-- Work to be completed --
Output the full listing below exactly as it reads, and skip anything that is a picture.
◆ ◆ ◆ ◆
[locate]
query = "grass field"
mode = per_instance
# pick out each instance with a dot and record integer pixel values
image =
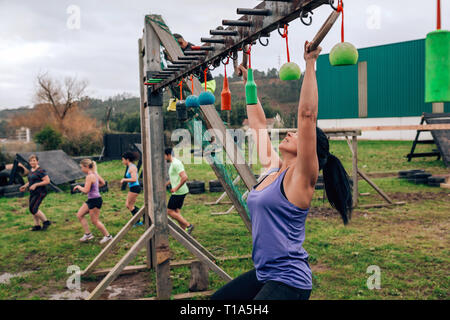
(409, 243)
◆ ◆ ◆ ◆
-- Answer for the task --
[locate]
query = "grass field"
mode = per_instance
# pick out each instance with a dot and record integer pixel values
image =
(409, 243)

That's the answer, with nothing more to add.